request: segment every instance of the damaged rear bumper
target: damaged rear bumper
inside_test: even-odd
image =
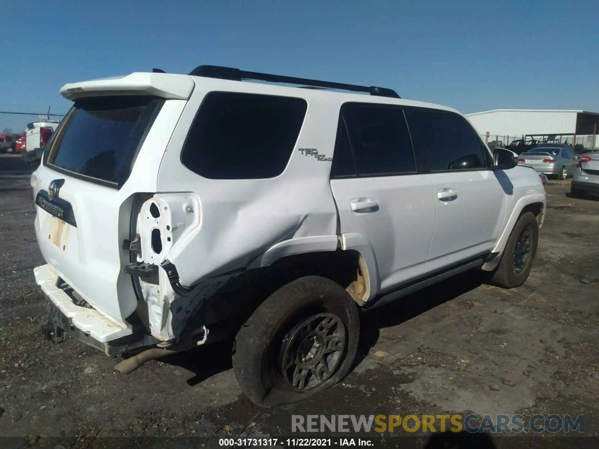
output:
[[[58,286],[58,274],[50,265],[36,267],[34,273],[44,293],[49,322],[64,333],[109,356],[159,342],[143,326],[123,327],[95,309],[76,305]]]

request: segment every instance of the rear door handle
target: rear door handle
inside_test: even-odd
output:
[[[442,201],[450,201],[458,198],[458,192],[455,189],[440,189],[437,192],[437,198]]]
[[[379,203],[371,198],[358,198],[350,202],[352,212],[376,212],[379,210]]]

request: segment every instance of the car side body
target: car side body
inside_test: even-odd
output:
[[[34,272],[55,329],[108,354],[209,342],[254,313],[240,292],[300,275],[366,308],[501,269],[519,220],[544,220],[539,175],[450,108],[164,73],[60,92],[75,105],[32,178]]]

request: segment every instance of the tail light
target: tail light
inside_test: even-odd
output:
[[[582,169],[583,162],[590,162],[591,160],[592,160],[592,159],[588,156],[581,156],[578,158],[578,163],[576,164],[576,166]]]
[[[42,126],[40,128],[40,147],[45,148],[46,144],[48,143],[48,141],[50,140],[50,138],[52,135],[52,133],[54,132],[54,130],[49,127]]]

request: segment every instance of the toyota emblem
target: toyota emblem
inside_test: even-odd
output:
[[[54,199],[54,197],[58,195],[58,186],[56,181],[53,181],[48,186],[48,198],[50,200]]]

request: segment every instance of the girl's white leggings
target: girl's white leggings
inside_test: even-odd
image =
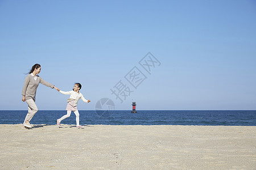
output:
[[[78,110],[76,110],[74,112],[75,114],[76,114],[76,126],[79,126],[79,112]],[[59,120],[59,121],[60,122],[63,120],[69,117],[70,116],[70,114],[71,114],[71,110],[67,110],[67,114],[65,114],[63,117],[61,117]]]

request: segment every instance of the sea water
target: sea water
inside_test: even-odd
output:
[[[81,125],[256,126],[256,110],[79,110]],[[0,124],[22,124],[27,110],[0,110]],[[39,110],[32,124],[56,125],[66,110]],[[61,124],[75,125],[72,112]]]

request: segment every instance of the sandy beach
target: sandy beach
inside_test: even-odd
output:
[[[0,125],[1,169],[255,169],[256,126]]]

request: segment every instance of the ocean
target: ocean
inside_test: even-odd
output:
[[[39,110],[30,123],[56,125],[66,110]],[[80,125],[256,126],[256,110],[79,110]],[[0,110],[0,124],[22,124],[27,110]],[[76,124],[71,116],[61,121]]]

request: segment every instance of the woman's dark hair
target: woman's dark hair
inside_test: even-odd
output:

# [Short problem]
Turn everything from the line containing "request: segment every instance of the woman's" down to the end of the items into a numbered list, leaving out any blank lines.

# [Final result]
1. request: segment every instance of the woman's dark hair
2. target: woman's dark hair
3. inside_test: even-odd
4. output:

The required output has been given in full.